Bloco de texto
____

Estes casos europeus parecem benignos se comparados com o outro lado do Atlântico. O Brasil, com grande parte da classe política na cadeia, vê condenado pelo mesmo crime de corrupção um favorito às próximas eleições, o ex-presidente Lula da Silva. Esta situação manifesta uma sociedade ainda mais drasticamente despedaçada, sem perspectivas de solução, com qualquer caminho suscitando repúdio absoluto por larga fatia da população.
Mas o caso mais extremo está no país mais poderoso e influente. A radicalização da bissecular dicotomia entre republicanos e democratas, que se desenrola há décadas nos EUA, tomou contornos insuportáveis com a eleição de Donald Trump, rasgando o país em campos inconciliáveis. À medida que as políticas se desenvolvem, as decisões são tomadas e os ataques empolam, fica cada vez mais clara a incapacidade das elites em operar conjuntamente, condição indispensável para a identidade de uma sociedade.

____

Entradas retiradas de uma coleção

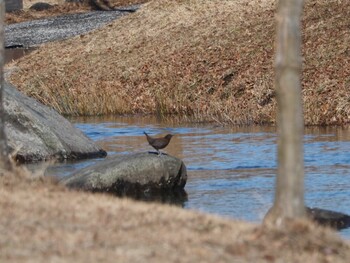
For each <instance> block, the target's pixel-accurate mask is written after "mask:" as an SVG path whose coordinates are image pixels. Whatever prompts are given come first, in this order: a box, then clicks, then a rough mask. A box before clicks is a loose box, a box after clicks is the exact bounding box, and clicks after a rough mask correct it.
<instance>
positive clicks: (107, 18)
mask: <svg viewBox="0 0 350 263" xmlns="http://www.w3.org/2000/svg"><path fill="white" fill-rule="evenodd" d="M139 7H140V5H133V6H129V7H127V8H128V9H133V10H137V9H138V8H139ZM127 14H129V12H121V11H93V12H87V13H82V14H69V15H62V16H57V17H50V18H47V19H41V20H33V21H27V22H23V23H16V24H11V25H8V26H6V28H5V47H6V48H10V47H26V48H27V47H33V46H37V45H40V44H42V43H46V42H50V41H56V40H61V39H67V38H70V37H73V36H76V35H80V34H84V33H86V32H89V31H91V30H94V29H96V28H99V27H101V26H103V25H105V24H107V23H108V22H111V21H113V20H115V19H118V18H120V17H122V16H124V15H127Z"/></svg>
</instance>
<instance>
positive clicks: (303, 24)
mask: <svg viewBox="0 0 350 263" xmlns="http://www.w3.org/2000/svg"><path fill="white" fill-rule="evenodd" d="M274 12H275V7H274V1H273V0H267V1H258V0H255V1H248V0H240V1H221V0H215V1H206V0H196V1H194V0H192V1H170V0H169V1H163V0H162V1H159V0H154V1H151V2H149V3H147V4H144V5H143V7H142V8H141V9H140V10H139V11H138V12H136V13H134V14H131V15H128V16H126V17H124V18H122V19H120V20H117V21H115V22H113V23H112V24H109V25H107V26H105V27H104V28H102V29H100V30H97V31H94V32H91V33H88V34H86V35H81V36H80V37H75V38H73V39H70V40H67V41H62V42H55V43H51V44H48V45H44V46H43V47H42V48H41V49H39V50H38V51H36V52H33V53H32V54H31V55H29V56H28V57H26V58H23V59H22V60H20V61H19V62H18V63H16V65H15V66H17V67H18V68H19V69H20V70H18V72H17V73H16V74H13V75H12V78H11V81H12V82H13V83H14V84H15V85H16V86H18V87H19V88H20V89H21V90H22V91H24V92H25V93H27V94H29V95H31V96H34V97H35V98H37V99H38V100H40V101H42V102H44V103H45V104H48V105H52V106H54V107H55V108H56V109H57V110H58V111H59V112H61V113H63V114H68V115H96V114H125V113H127V114H133V113H144V114H158V115H163V116H168V115H171V116H180V117H185V116H189V117H190V118H192V119H194V120H197V121H219V122H225V123H232V124H252V123H258V124H259V123H264V124H266V123H267V124H269V123H274V122H275V108H276V103H275V98H274V88H273V54H274V49H273V39H274V34H275V30H274V29H275V22H274V21H275V20H274ZM349 16H350V2H349V1H337V0H331V1H328V0H327V1H319V0H317V1H316V0H308V1H306V6H305V12H304V18H303V32H304V34H303V54H304V61H305V62H304V75H303V98H304V109H305V123H306V124H309V125H313V124H318V125H324V124H347V123H349V122H350V102H349V92H348V91H349V83H350V82H349V81H350V80H349V76H350V63H349V56H348V55H347V54H348V53H349V46H348V43H349V42H350V33H349V30H348V28H349V26H350V25H349V19H348V17H349Z"/></svg>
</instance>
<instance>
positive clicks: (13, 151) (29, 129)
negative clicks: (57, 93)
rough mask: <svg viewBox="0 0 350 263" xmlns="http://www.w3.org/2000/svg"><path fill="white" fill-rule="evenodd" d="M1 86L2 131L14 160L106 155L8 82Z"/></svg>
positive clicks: (83, 135) (82, 134) (69, 126)
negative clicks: (6, 135) (3, 95)
mask: <svg viewBox="0 0 350 263" xmlns="http://www.w3.org/2000/svg"><path fill="white" fill-rule="evenodd" d="M4 87H5V92H4V108H5V123H6V125H5V129H6V133H7V139H8V145H9V148H10V151H11V152H13V153H14V157H15V159H16V160H17V161H19V162H35V161H41V160H47V159H51V158H57V159H84V158H94V157H105V156H106V155H107V153H106V152H105V151H104V150H102V149H100V148H99V147H98V146H96V144H95V143H94V142H93V141H92V140H91V139H89V138H88V137H87V136H85V135H84V134H83V133H82V132H81V131H80V130H78V129H77V128H75V127H74V126H73V125H72V124H71V123H70V122H69V121H68V120H67V119H65V118H64V117H62V116H61V115H59V114H58V113H57V112H56V111H54V110H53V109H51V108H49V107H47V106H44V105H43V104H41V103H40V102H38V101H36V100H34V99H32V98H29V97H27V96H25V95H24V94H22V93H20V92H19V91H18V90H17V89H16V88H14V87H13V86H12V85H10V84H8V83H5V85H4Z"/></svg>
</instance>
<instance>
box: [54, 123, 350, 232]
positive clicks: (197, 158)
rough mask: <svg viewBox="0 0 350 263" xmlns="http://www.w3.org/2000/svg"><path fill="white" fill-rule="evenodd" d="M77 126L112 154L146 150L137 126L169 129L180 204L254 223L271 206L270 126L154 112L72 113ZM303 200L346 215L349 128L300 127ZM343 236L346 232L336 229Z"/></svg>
mask: <svg viewBox="0 0 350 263" xmlns="http://www.w3.org/2000/svg"><path fill="white" fill-rule="evenodd" d="M72 122H73V123H75V125H76V127H77V128H79V129H81V130H82V131H83V132H85V133H86V134H87V135H88V136H89V137H90V138H92V139H93V140H95V141H96V142H97V143H98V144H99V145H100V146H101V147H102V148H104V149H105V150H107V151H108V154H109V155H112V154H127V153H133V152H140V151H148V150H152V148H151V147H150V146H149V145H148V144H147V142H146V139H145V137H144V135H143V131H147V132H148V133H150V134H151V135H155V134H166V133H172V134H176V136H175V137H173V139H172V141H171V142H170V144H169V146H168V147H167V148H166V149H165V152H167V153H168V154H171V155H174V156H177V157H179V158H181V159H183V161H184V162H185V164H186V166H187V169H188V181H187V184H186V187H185V190H186V192H187V193H188V201H186V202H185V203H184V207H185V208H187V209H193V210H200V211H204V212H208V213H212V214H218V215H222V216H226V217H230V218H236V219H242V220H247V221H251V222H261V220H262V218H263V216H264V215H265V213H266V212H267V210H268V209H269V208H270V207H271V205H272V202H273V197H274V196H273V195H274V180H275V175H276V134H275V128H274V127H261V126H259V127H241V128H237V127H235V128H232V127H231V128H230V127H219V126H215V125H208V124H207V125H204V124H172V123H171V122H168V123H166V122H158V121H156V120H155V119H153V118H136V117H133V118H121V117H116V118H112V117H111V118H75V119H72ZM304 149H305V189H306V192H305V200H306V205H308V206H310V207H319V208H324V209H330V210H335V211H339V212H343V213H347V214H350V153H349V152H350V129H349V128H336V127H326V128H307V129H306V130H305V137H304ZM98 161H99V160H93V161H91V160H89V161H82V162H78V163H66V164H57V165H54V166H53V167H51V168H49V170H48V173H49V174H56V175H60V176H64V175H67V174H69V173H70V172H72V171H75V170H76V169H78V168H82V167H84V166H87V165H90V164H92V163H94V162H98ZM341 234H342V236H344V237H346V238H348V239H349V238H350V230H349V229H345V230H342V231H341Z"/></svg>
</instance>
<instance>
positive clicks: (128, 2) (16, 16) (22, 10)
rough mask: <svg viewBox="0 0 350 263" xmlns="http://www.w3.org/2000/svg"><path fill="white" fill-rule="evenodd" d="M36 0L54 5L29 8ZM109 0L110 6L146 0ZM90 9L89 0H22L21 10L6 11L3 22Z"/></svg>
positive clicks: (30, 6)
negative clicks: (36, 7)
mask: <svg viewBox="0 0 350 263" xmlns="http://www.w3.org/2000/svg"><path fill="white" fill-rule="evenodd" d="M37 2H44V3H49V4H51V5H54V7H53V8H51V9H48V10H44V11H33V10H29V8H30V7H31V6H32V5H33V4H35V3H37ZM110 2H111V4H112V6H114V7H119V6H129V5H134V4H142V3H145V2H147V0H110ZM92 10H95V7H94V5H92V4H91V1H90V0H84V1H81V2H80V3H78V2H77V3H69V2H66V1H65V0H24V1H23V10H20V11H15V12H11V13H6V15H5V23H6V24H13V23H19V22H24V21H30V20H35V19H42V18H46V17H52V16H58V15H62V14H74V13H84V12H88V11H92Z"/></svg>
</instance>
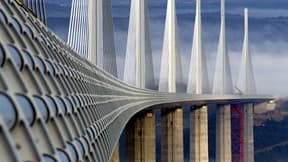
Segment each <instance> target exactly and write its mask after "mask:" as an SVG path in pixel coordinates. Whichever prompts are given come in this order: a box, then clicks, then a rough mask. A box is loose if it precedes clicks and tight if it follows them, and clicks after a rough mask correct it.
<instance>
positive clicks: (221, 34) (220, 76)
mask: <svg viewBox="0 0 288 162" xmlns="http://www.w3.org/2000/svg"><path fill="white" fill-rule="evenodd" d="M225 21H226V20H225V0H221V26H220V37H219V45H218V55H217V60H216V68H215V74H214V83H213V84H214V85H213V94H218V95H224V94H233V86H232V78H231V70H230V63H229V55H228V50H227V46H226V30H225V28H226V22H225ZM230 108H231V105H218V107H217V110H216V111H217V112H216V162H231V161H232V150H231V148H232V147H231V111H230Z"/></svg>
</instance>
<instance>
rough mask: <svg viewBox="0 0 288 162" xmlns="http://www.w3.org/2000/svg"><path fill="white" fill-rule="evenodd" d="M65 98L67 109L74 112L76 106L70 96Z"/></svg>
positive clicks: (65, 101)
mask: <svg viewBox="0 0 288 162" xmlns="http://www.w3.org/2000/svg"><path fill="white" fill-rule="evenodd" d="M64 100H65V103H66V108H67V111H68V112H70V113H72V112H74V108H73V106H72V104H71V101H70V100H69V98H65V99H64Z"/></svg>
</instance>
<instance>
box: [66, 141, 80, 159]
mask: <svg viewBox="0 0 288 162" xmlns="http://www.w3.org/2000/svg"><path fill="white" fill-rule="evenodd" d="M67 150H68V151H69V155H70V157H71V160H72V161H73V162H76V161H77V160H78V154H77V151H76V149H75V147H74V146H73V145H72V144H70V143H68V144H67Z"/></svg>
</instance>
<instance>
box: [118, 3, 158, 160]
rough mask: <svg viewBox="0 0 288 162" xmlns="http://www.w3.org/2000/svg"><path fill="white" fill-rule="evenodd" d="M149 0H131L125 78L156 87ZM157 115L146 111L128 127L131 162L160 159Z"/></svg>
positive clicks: (146, 84) (126, 152)
mask: <svg viewBox="0 0 288 162" xmlns="http://www.w3.org/2000/svg"><path fill="white" fill-rule="evenodd" d="M149 25H150V24H149V14H148V2H147V0H131V8H130V18H129V29H128V40H127V49H126V58H125V68H124V77H123V80H124V82H126V83H127V84H130V85H132V86H135V87H138V88H144V89H145V88H147V89H155V88H156V86H155V80H154V70H153V62H152V50H151V40H150V28H149ZM155 138H156V135H155V115H154V114H153V112H149V111H148V112H143V113H141V114H139V116H138V117H137V118H136V119H131V121H130V124H129V126H128V127H126V142H127V143H126V147H127V149H126V153H127V162H135V161H145V162H146V161H147V162H148V161H149V162H155V161H156V146H155Z"/></svg>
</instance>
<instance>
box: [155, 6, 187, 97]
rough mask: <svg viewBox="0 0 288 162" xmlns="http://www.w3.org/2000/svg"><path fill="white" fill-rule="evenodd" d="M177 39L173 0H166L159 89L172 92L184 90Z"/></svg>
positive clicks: (178, 49)
mask: <svg viewBox="0 0 288 162" xmlns="http://www.w3.org/2000/svg"><path fill="white" fill-rule="evenodd" d="M178 40H179V39H178V26H177V16H176V8H175V0H168V3H167V13H166V23H165V32H164V42H163V48H162V58H161V68H160V78H159V91H162V92H172V93H173V92H184V91H185V85H184V81H183V76H182V75H183V74H182V67H181V57H180V52H179V47H178Z"/></svg>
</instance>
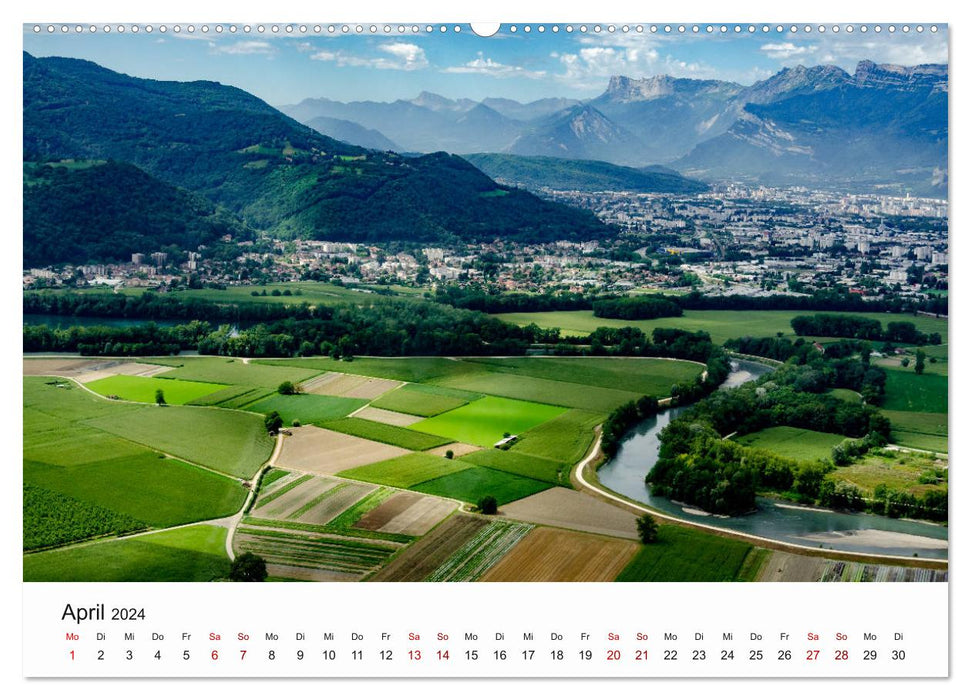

____

Instruções de trabalho
Retome o texto sobre a divisão política no Brasil e nos EUA, começando logo após a última frase apresentada.

Resultado esperado
O fenómeno parece uma epidemia, com muitos outros casos, menos salientes, mas igualmente graves: Polónia, Grécia, Turquia, Síria, Iraque, Iémen, Paquistão, Tailândia, Congo, Venezuela, etc. A coincidência indicia que, por baixo da variedade de circunstâncias, existe uma causa comum. De uma forma ou de outra, esses antagonismos resultam da enorme aceleração do desenvolvimento, gerada por novidades tecnológicas, geopolíticas e financeiras nas últimas décadas. Vivendo uma época intensa de progresso, as melhorias trazem consigo um clima de incerteza, desigualdade e ameaças. O medo depois explode em divergências pontuais, com pretextos bastante diferentes de região para região.
Mesmo se compreensíveis, estes casos e muitos outros manifestam uma das mais terríveis doenças sociais: uma insanável clivagem nacional. Portugal, que viveu assim na primeira metade do século XIX e princípio do século XX, tem sido ultimamente poupado a estas cisões. Mas devemos reconhecer os sintomas, para precaver o contágio.
Situações tão extremas só são irremediáveis porque ambos os lados têm a sua razão, que os adversários não conseguem reconhecer. A indignação pela cegueira da outra parte suscita a raiva que, por sua vez, cega esta facção. Sucedem-se conversas impossíveis, com cada grupo repetindo a verdade que lhe assiste, sem reconhecer os limites da sua razão. O primeiro indício é, assim, esta falta de diálogo, fundamento da própria vida social. Quando os debates públicos são mera sucessão de monólogos inflamados, a situação fecha-se.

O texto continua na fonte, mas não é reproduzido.